* BEGIN Material provided *

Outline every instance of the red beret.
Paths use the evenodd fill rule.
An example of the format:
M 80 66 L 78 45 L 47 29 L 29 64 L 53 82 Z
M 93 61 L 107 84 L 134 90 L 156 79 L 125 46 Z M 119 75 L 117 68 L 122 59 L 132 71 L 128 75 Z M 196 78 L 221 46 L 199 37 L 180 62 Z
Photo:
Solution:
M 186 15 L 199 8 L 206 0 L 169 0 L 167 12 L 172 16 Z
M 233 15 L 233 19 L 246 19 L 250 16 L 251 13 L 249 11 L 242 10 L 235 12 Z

* END Material provided *

What the exercise asks
Reproduce all of the data above verbatim, line for line.

Solution to the exercise
Outline every instance of the red beret.
Paths use the evenodd fill rule.
An example of the format:
M 80 66 L 78 45 L 47 29 L 29 64 L 53 82 Z
M 93 61 L 107 84 L 134 90 L 156 79 L 125 46 Z M 119 75 L 117 68 L 122 59 L 132 71 L 128 75 Z M 196 78 L 221 46 L 199 37 L 180 62 Z
Photo:
Solution:
M 186 15 L 199 8 L 206 0 L 169 0 L 167 12 L 172 16 Z
M 233 15 L 233 19 L 246 19 L 250 16 L 251 13 L 249 11 L 242 10 L 235 12 Z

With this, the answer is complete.